◆ EXERCISE AIM:
Find each line in the records below that contains the word "tree", and copy those lines.

==== DATA SUPPLIED

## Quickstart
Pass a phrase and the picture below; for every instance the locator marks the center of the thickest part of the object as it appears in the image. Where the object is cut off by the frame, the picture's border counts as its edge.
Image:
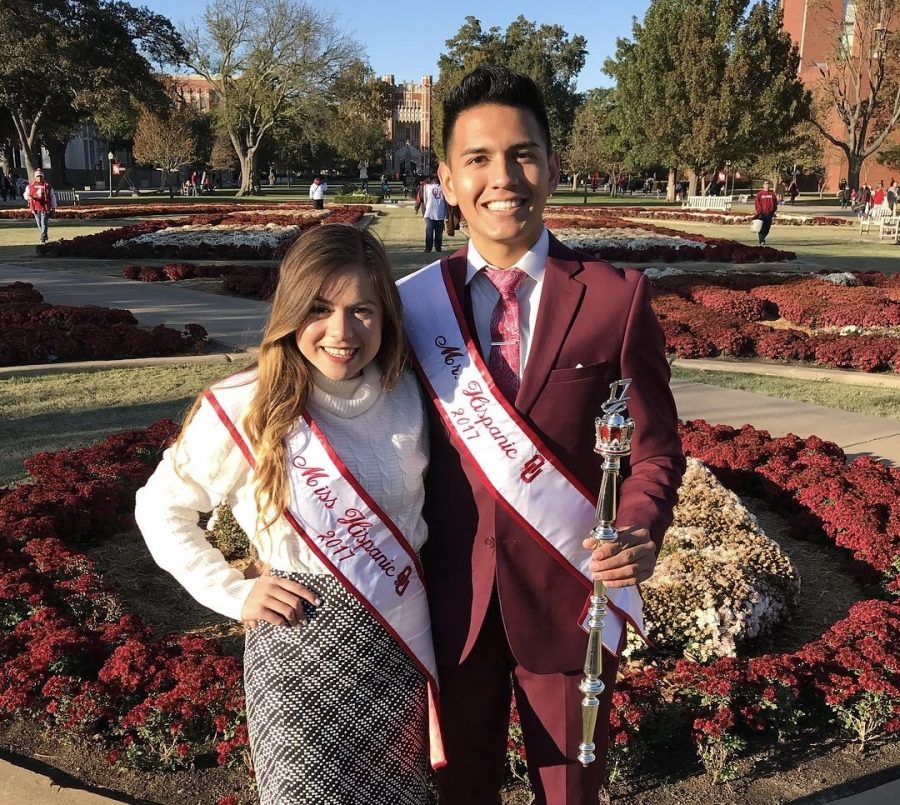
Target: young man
(765, 202)
(518, 339)
(41, 201)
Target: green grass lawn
(869, 400)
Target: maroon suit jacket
(594, 326)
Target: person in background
(435, 213)
(793, 191)
(891, 195)
(766, 203)
(41, 201)
(317, 192)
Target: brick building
(409, 129)
(810, 24)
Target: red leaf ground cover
(36, 332)
(95, 212)
(68, 656)
(704, 316)
(847, 677)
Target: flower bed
(70, 658)
(68, 655)
(845, 682)
(610, 236)
(708, 315)
(100, 212)
(246, 235)
(37, 332)
(709, 216)
(253, 282)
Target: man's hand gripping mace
(614, 430)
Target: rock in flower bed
(36, 332)
(610, 237)
(709, 315)
(69, 657)
(720, 582)
(246, 235)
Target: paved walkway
(238, 322)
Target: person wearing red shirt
(766, 203)
(41, 201)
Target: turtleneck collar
(347, 398)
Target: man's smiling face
(498, 172)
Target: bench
(66, 197)
(874, 217)
(708, 203)
(889, 228)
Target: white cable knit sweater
(379, 435)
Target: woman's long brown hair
(284, 377)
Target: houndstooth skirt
(337, 712)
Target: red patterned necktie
(503, 361)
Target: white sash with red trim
(350, 534)
(520, 472)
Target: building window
(849, 30)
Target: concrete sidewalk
(229, 320)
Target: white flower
(635, 239)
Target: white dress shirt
(485, 296)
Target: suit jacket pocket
(589, 372)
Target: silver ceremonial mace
(614, 430)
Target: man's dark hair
(491, 83)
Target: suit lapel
(560, 299)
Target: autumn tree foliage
(166, 141)
(705, 82)
(66, 61)
(859, 83)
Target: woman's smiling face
(342, 333)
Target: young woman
(319, 450)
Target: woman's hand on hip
(277, 601)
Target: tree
(703, 83)
(356, 124)
(890, 157)
(547, 54)
(67, 60)
(801, 149)
(265, 58)
(596, 140)
(859, 83)
(167, 142)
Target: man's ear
(446, 178)
(554, 165)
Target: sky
(406, 38)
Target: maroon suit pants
(475, 705)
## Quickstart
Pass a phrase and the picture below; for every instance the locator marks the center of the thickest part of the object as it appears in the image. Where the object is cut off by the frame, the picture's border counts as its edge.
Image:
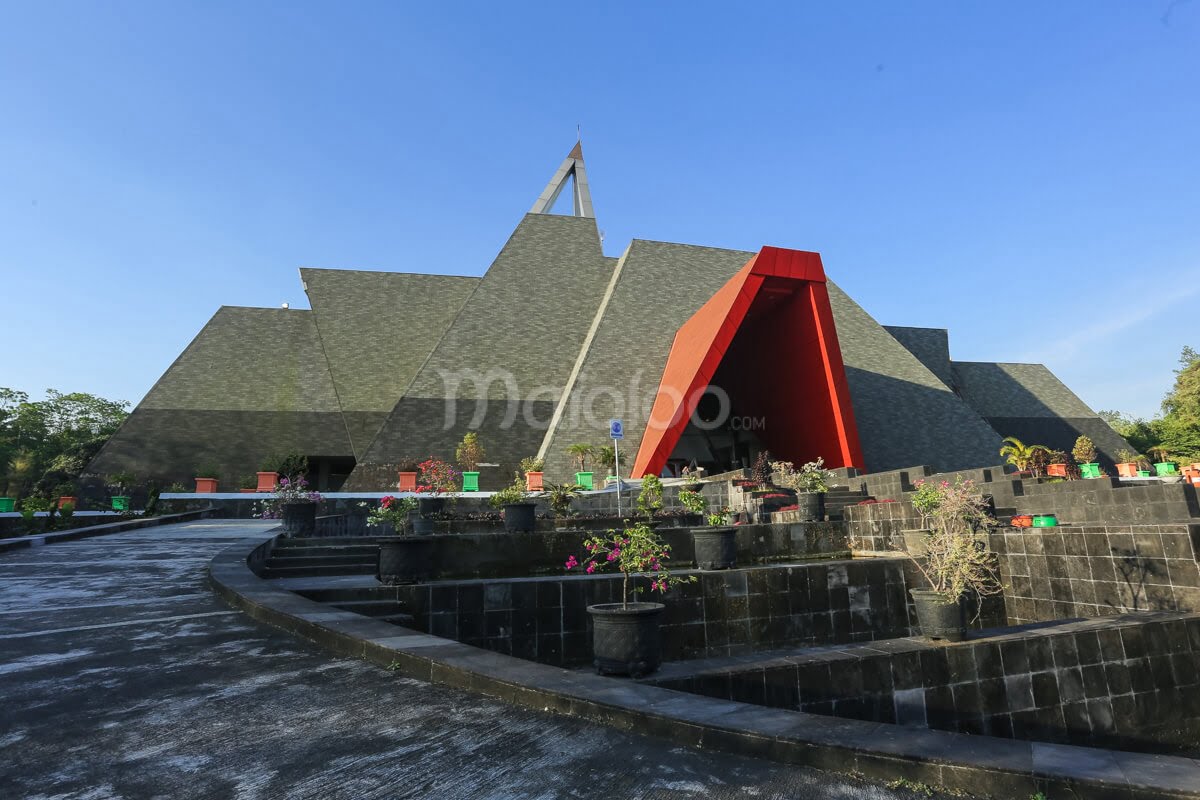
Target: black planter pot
(519, 517)
(405, 559)
(299, 518)
(717, 548)
(810, 506)
(937, 618)
(625, 639)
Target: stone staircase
(300, 558)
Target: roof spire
(570, 168)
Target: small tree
(469, 452)
(580, 453)
(649, 499)
(635, 552)
(1084, 451)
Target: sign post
(617, 431)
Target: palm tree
(1020, 455)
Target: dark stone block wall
(1132, 683)
(724, 613)
(1055, 573)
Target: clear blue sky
(1025, 174)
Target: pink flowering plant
(636, 552)
(393, 511)
(437, 476)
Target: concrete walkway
(121, 675)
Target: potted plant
(625, 635)
(1023, 456)
(954, 558)
(469, 453)
(520, 513)
(1127, 463)
(532, 469)
(405, 558)
(119, 487)
(717, 545)
(581, 453)
(1085, 457)
(606, 458)
(649, 499)
(810, 483)
(436, 480)
(1060, 464)
(1163, 465)
(561, 497)
(406, 475)
(297, 506)
(695, 504)
(207, 479)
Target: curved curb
(982, 765)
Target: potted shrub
(1085, 457)
(406, 475)
(437, 479)
(581, 453)
(1163, 465)
(694, 503)
(810, 483)
(715, 546)
(649, 499)
(405, 558)
(532, 469)
(625, 635)
(954, 559)
(1023, 456)
(207, 479)
(519, 512)
(119, 485)
(1127, 463)
(469, 453)
(561, 497)
(297, 506)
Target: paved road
(121, 675)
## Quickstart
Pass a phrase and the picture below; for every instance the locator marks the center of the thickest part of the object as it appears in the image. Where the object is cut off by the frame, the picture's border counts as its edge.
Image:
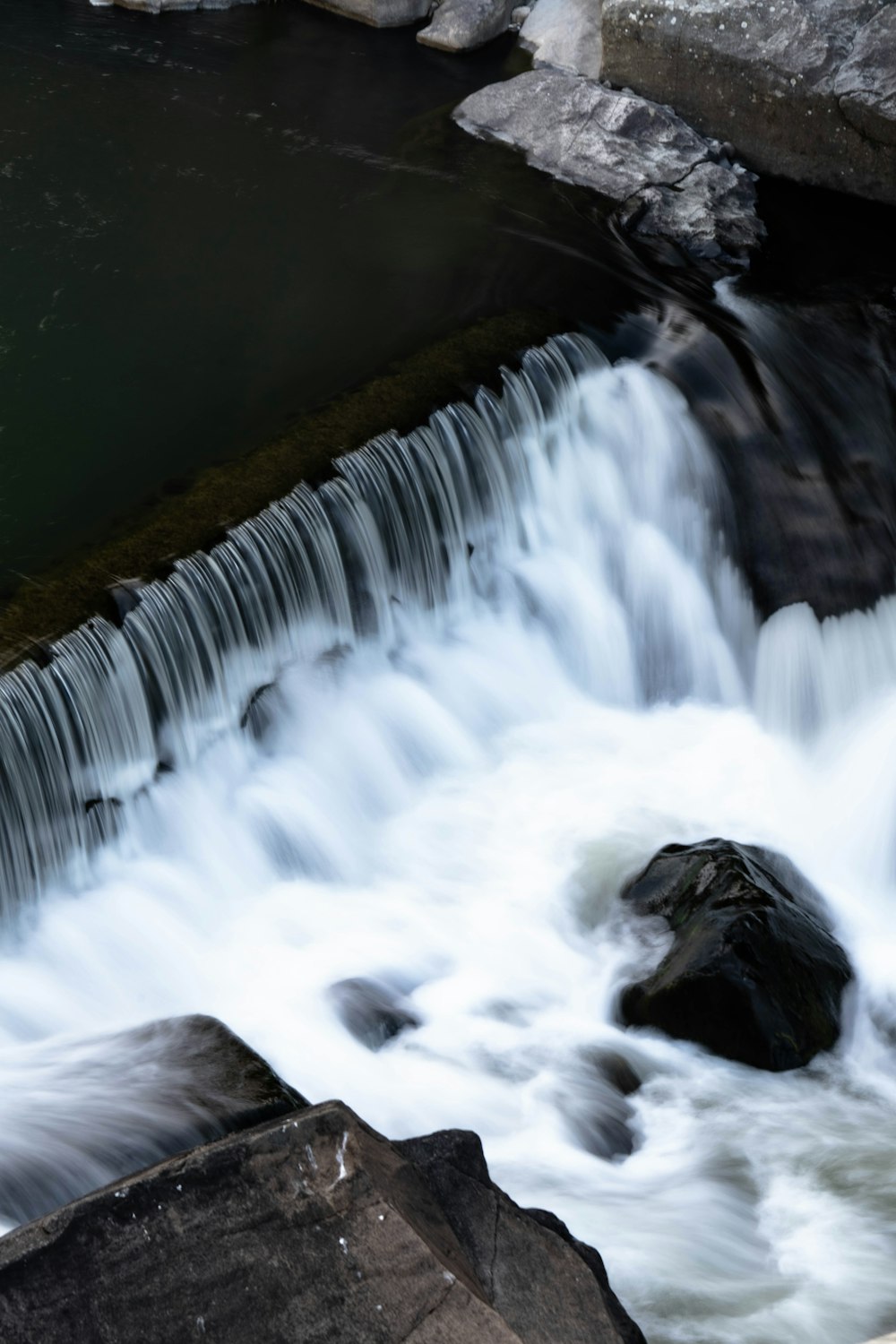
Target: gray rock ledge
(805, 89)
(669, 180)
(309, 1228)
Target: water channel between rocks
(503, 659)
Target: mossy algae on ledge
(194, 513)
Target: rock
(263, 710)
(804, 89)
(379, 13)
(163, 5)
(805, 448)
(622, 147)
(754, 972)
(712, 211)
(306, 1228)
(463, 24)
(110, 1105)
(592, 1102)
(528, 1277)
(371, 1011)
(564, 34)
(866, 83)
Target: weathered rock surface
(379, 13)
(110, 1105)
(306, 1228)
(866, 83)
(754, 972)
(532, 1279)
(625, 148)
(806, 449)
(564, 34)
(465, 24)
(373, 1011)
(804, 89)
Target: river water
(511, 659)
(421, 726)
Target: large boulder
(379, 13)
(805, 446)
(465, 24)
(90, 1112)
(625, 148)
(804, 89)
(564, 34)
(754, 972)
(164, 5)
(309, 1228)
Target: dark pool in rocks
(214, 220)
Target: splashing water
(481, 676)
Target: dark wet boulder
(465, 24)
(754, 972)
(373, 1011)
(805, 89)
(308, 1228)
(91, 1110)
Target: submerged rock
(525, 1260)
(564, 34)
(805, 89)
(161, 5)
(668, 177)
(379, 13)
(110, 1105)
(465, 24)
(373, 1011)
(311, 1228)
(754, 972)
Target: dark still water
(212, 220)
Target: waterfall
(421, 725)
(600, 464)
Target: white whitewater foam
(452, 806)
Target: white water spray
(509, 659)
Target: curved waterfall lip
(599, 465)
(424, 723)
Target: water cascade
(419, 725)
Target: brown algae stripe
(51, 602)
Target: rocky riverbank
(804, 90)
(306, 1226)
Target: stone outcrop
(668, 177)
(306, 1228)
(164, 5)
(118, 1102)
(806, 449)
(805, 89)
(754, 972)
(564, 34)
(379, 13)
(371, 1011)
(866, 83)
(465, 24)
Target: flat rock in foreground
(306, 1228)
(626, 148)
(805, 89)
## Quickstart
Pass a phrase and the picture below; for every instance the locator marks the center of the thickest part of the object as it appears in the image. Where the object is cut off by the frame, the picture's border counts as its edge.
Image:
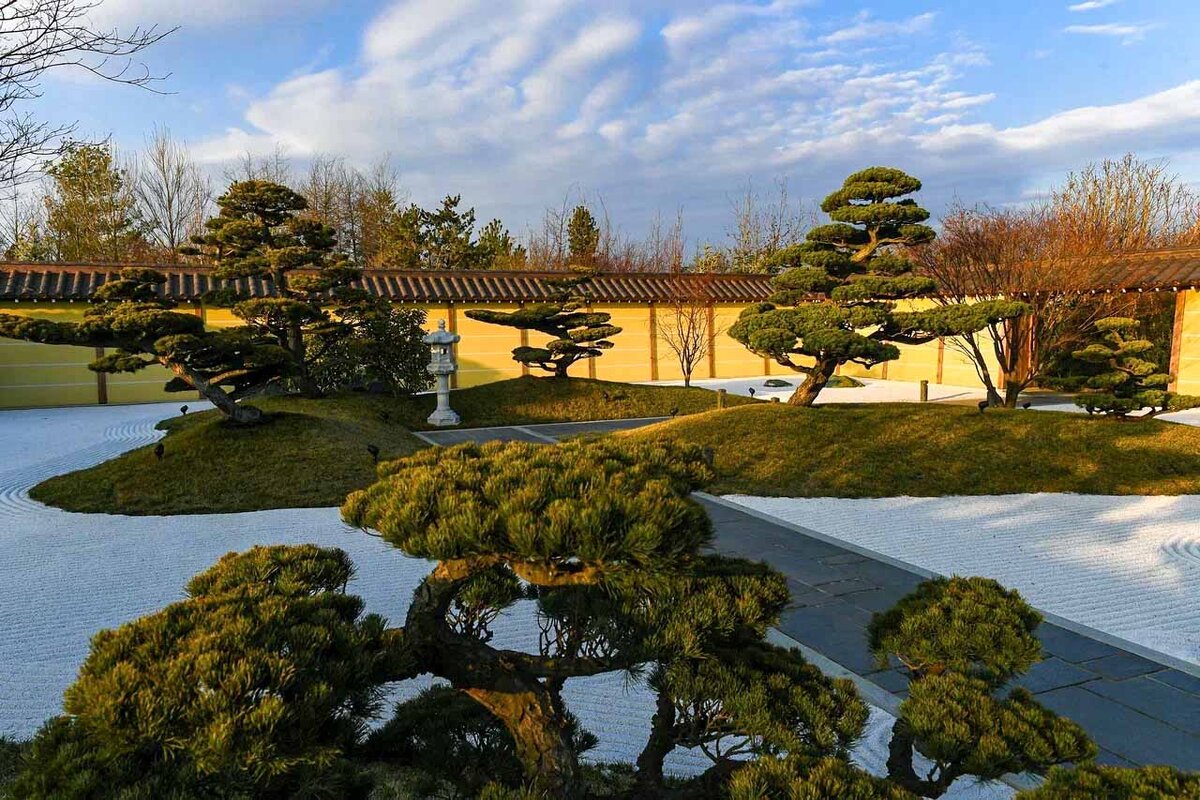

========

◆ WRITTEN SOLUTION:
Target: autumn tree foliage
Target: tree
Target: small tree
Target: palm tree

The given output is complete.